→ Consigne de travail 1:
Répondez à ces questions d'après le texte source :
(a) Quelle puissance de compteur une entreprise doit-elle avoir pour bénéficier du bouclier tarifaire ?
(b) Depuis combien de temps Jean-Bernard Lévy dirigeait-il EDF ?
(c) Quand l'article a-t-il été mis à jour pour la dernière fois ?
→ Consigne de travail 2: D'après le texte source, pourquoi comprend-on mal la lettre d'EDF ? Répondez en une à trois phrases.
→ Consigne de travail 3: Selon le texte source, quels sites EDF avait-il proposé d'étudier pour un démantèlement ? Citez-les tous.

→ Texte source:
Bref, on ne comprend pas bien la lettre d’EDF que tout vient contredire. On ne comprend pas, non plus, pourquoi la France n’utilise pas tous les leviers dont elle dispose pour sortir de cette situation ubuesque !

À suivre...

 

[1] Le bouclier tarifaire est réservé aux entreprises dont le compteur a une puissance inférieure à 36 kVA, dont l’effectif est inférieur à 10 salariés et dont le chiffre d’affaires n’excède pas 2 millions d’euros.

[2] Jean-Bernard Lévy, le dirigeant d’EDF depuis huit ans, a été limogé tout récemment après s’être montré particulièrement critique à l'égard du chef de l'État sur sa gestion du parc nucléaire français.

[3] EDF avait proposé d’étudier le démantèlement du Blayais, Bugey, Chinon, Cruas, Dampierre, Gravelines et Tricastin.

Cet article a été mis à jour pour la dernière fois le 28/11/2022 à 18:17.
Yves d'Amécourt
Yves d'Amécourt
Chef d’entreprise, ingénieur de l’Ecole des Mines d’Alès, ancien élu local de Gironde 2004-2021 (conseiller général, maire, président d’EPCI, conseiller régional).

→ Extrait de données:
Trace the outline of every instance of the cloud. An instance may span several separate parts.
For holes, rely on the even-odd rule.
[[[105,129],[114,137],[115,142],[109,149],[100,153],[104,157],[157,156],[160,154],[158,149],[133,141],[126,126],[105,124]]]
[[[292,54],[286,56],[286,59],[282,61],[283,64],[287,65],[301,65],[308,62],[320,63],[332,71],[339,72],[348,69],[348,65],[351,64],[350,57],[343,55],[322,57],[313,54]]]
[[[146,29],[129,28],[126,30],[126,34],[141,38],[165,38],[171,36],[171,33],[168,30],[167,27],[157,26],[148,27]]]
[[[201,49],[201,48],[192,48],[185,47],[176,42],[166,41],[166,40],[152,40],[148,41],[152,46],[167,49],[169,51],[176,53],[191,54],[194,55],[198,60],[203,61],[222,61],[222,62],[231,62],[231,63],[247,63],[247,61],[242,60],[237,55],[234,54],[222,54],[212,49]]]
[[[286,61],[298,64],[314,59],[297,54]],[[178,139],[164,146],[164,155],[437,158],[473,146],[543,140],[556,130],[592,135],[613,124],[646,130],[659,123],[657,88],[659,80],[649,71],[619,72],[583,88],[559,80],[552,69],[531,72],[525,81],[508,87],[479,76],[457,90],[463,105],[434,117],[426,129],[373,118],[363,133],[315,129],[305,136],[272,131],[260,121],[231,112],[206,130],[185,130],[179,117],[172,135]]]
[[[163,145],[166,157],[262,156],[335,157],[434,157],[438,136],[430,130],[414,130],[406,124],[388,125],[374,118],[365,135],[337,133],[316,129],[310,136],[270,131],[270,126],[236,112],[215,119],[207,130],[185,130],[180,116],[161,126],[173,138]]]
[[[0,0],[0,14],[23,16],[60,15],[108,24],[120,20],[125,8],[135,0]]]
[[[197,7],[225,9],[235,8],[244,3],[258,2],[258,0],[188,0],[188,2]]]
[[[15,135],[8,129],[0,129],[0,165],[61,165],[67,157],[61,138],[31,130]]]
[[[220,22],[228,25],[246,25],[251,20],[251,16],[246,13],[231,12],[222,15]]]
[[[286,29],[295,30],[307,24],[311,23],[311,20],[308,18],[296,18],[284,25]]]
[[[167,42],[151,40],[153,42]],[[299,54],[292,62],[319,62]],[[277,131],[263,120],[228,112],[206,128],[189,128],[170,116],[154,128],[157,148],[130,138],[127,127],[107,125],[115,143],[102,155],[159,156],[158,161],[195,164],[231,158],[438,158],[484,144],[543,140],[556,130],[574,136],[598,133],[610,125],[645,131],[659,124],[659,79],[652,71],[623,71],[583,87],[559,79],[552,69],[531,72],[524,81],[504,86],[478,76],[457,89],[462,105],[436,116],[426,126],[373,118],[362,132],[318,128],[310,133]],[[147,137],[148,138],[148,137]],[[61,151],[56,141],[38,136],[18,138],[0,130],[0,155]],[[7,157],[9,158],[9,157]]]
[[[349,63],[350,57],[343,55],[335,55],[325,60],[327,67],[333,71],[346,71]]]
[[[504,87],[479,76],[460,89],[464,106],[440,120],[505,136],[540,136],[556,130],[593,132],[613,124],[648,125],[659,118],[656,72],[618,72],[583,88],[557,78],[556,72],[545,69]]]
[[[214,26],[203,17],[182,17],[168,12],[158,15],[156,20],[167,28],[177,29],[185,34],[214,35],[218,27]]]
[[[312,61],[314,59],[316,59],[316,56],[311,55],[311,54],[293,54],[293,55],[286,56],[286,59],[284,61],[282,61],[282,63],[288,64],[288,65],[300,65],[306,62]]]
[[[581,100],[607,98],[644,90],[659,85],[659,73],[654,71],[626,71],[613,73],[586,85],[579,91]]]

→ Zone de réponse 1:
(a) Une puissance inférieure à 36 kVA.
(b) Depuis huit ans.
(c) Le 28/11/2022 à 18:17.

→ Zone de réponse 2: On comprend mal la lettre d'EDF parce que tout vient la contredire.

→ Zone de réponse 3: Blayais, Bugey, Chinon, Cruas, Dampierre, Gravelines, Tricastin